Text
Provincial / State sides
- Years: Team / Apps / (Points)
- 2012: Auckland Sevens /  / (0)
- 2016: Auckland / 5 / (15)
- 2020–2021: Northland / 7 / (25)

Super Rugby
- Years: Team / Apps / (Points)
- 2022: Blues Women / 2 / (0)

International career
- Years: Team / Apps / (Points)
- 2010–: NZ Women's Touch team
- 2011: NZ U19 Women's Touch Team
- 2022: New Zealand / 1 / (0)

National sevens teams
- Years: Team /  / Comps
- 2012–2024: New Zealand /  / 195
- 2012: Maori Women's Sevens
- Rugby league career

Playing information
- Position: Five-eighth
Club
| Years | Team | Pld | T | G | FG | P |
| 2023–24 | St. George Illawarra Dragons | 11 | 3 | 4 | 0 | 20 |
| 2025– | Cronulla Sharks | 8 | 0 | 0 | 0 | 0 |
|  | Total | 19 | 3 | 4 | 0 | 20 |
Representative
| Years | Team | Pld | T | G | FG | P |
| 2024–25 | New Zealand | 7 | 0 | 4 | 0 | 8 |
- As of 9 November 2025
- Medal record
Women's rugby sevens
Representing New Zealand
Olympic Games
| Gold medal – first place | 2024 Paris | Team competition |
| Gold medal – first place | 2020 Tokyo | Team competition |
| Silver medal – second place | 2016 Rio de Janeiro | Team competition |
Commonwealth Games
| Gold medal – first place | 2018 Gold Coast | Team competition |
| Bronze medal – third place | 2022 Birmingham | Team competition |
Rugby World Cup Sevens
| Gold medal – first place | 2018 San Francisco | Team competition |
| Gold medal – first place | 2013 Moscow | Team competition |

= Tyla King =

New Zealand international rugby union & league player

Tyla King (born 1 July 1994) is a New Zealand international rugby union player, professional rugby league player and Olympian.

She played touch rugby, tag rugby and both sevens and fifteen-a-side rugby union as a teenager before in 2012 at the age of 18 she made her debut as a professional rugby sevens player when she was selected for the New Zealand sevens team. During her time with the team, which she captained on a number of occasions, they won the World Rugby Women's Sevens Series in 2012–13, 2013–14, 2014–15, 2016–17, 2018–19, 2019–20, and 2022–23. With them she won a silver medal at the 2016 Summer Olympics in Rio de Janeiro and back-to-back gold medals at the 2020 Summer Olympics in Tokyo and the 2024 Summer Olympics in Paris.

In May 2023, she was released from her contract with New Zealand Rugby to play rugby league for the Australian club St. George Illawarra Dragons in the NRL Women's Premiership. This led to her being selected in October 2023 for the New Zealand women's national rugby league team for whom she has played three matches to date. She returned to the New Zealand women sevens rugby team in early 2024 before retiring from international sevens rugby after the Paris Olympics. She is currently the highest women points scorer in the history of the women sevens series.

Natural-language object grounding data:
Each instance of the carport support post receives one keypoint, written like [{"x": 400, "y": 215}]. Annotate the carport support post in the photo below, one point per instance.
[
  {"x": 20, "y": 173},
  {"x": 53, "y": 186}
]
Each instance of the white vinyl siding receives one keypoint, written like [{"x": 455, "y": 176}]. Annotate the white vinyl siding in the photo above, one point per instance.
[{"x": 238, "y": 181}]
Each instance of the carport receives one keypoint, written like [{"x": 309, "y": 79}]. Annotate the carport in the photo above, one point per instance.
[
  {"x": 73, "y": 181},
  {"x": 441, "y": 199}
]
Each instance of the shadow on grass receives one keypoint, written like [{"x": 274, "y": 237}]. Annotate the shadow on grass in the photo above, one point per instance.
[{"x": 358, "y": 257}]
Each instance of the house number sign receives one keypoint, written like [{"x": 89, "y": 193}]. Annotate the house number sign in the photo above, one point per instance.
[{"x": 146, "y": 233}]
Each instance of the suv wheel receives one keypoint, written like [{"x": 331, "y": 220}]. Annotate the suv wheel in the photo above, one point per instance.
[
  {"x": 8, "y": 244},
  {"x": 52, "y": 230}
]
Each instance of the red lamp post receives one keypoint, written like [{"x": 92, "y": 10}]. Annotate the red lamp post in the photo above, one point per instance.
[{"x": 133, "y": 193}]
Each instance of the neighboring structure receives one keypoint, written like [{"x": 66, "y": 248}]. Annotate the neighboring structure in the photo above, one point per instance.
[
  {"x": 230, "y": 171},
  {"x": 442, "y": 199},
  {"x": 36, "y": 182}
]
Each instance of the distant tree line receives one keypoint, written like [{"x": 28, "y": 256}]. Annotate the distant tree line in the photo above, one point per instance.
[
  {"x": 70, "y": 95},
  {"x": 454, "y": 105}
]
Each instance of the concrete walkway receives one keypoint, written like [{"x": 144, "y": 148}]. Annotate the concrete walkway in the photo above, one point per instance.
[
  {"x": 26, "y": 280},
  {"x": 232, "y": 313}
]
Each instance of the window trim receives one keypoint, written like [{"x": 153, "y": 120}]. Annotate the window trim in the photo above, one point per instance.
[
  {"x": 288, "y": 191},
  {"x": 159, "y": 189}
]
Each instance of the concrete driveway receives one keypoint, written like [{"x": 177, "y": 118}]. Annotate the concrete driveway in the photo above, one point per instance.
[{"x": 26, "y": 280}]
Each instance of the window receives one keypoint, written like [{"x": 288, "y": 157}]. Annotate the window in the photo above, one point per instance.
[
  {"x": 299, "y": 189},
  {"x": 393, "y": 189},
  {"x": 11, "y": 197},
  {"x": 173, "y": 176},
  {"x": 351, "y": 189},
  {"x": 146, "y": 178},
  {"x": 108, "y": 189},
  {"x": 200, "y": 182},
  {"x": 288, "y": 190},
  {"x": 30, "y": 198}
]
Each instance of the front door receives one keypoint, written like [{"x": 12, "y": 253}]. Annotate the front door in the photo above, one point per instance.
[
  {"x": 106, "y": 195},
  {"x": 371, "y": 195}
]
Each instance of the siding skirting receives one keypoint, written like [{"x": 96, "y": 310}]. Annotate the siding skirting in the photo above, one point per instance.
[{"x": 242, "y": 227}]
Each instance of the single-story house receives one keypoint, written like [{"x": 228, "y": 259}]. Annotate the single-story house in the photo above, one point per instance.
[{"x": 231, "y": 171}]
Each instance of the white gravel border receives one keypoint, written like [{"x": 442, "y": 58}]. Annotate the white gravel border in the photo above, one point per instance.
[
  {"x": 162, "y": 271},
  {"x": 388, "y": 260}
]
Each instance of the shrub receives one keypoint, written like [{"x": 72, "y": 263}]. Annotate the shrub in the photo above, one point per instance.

Activity
Condense the paragraph in the Tyla King text above that begins "She played touch rugby" into a bulleted list that keeps its main facts.

Solution
- As a teenager, she played touch rugby, tag rugby, and both sevens and fifteen-a-side rugby union.
- In 2012, at age 18, she debuted as a professional sevens player on selection for the New Zealand sevens team, which she captained on a number of occasions.
- The team won the World Rugby Women's Sevens Series in 2012–13, 2013–14, 2014–15, 2016–17, 2018–19, 2019–20, and 2022–23.
- With the team, she won silver at the 2016 Summer Olympics in Rio de Janeiro and back-to-back golds at the 2020 Tokyo and 2024 Paris Summer Olympics.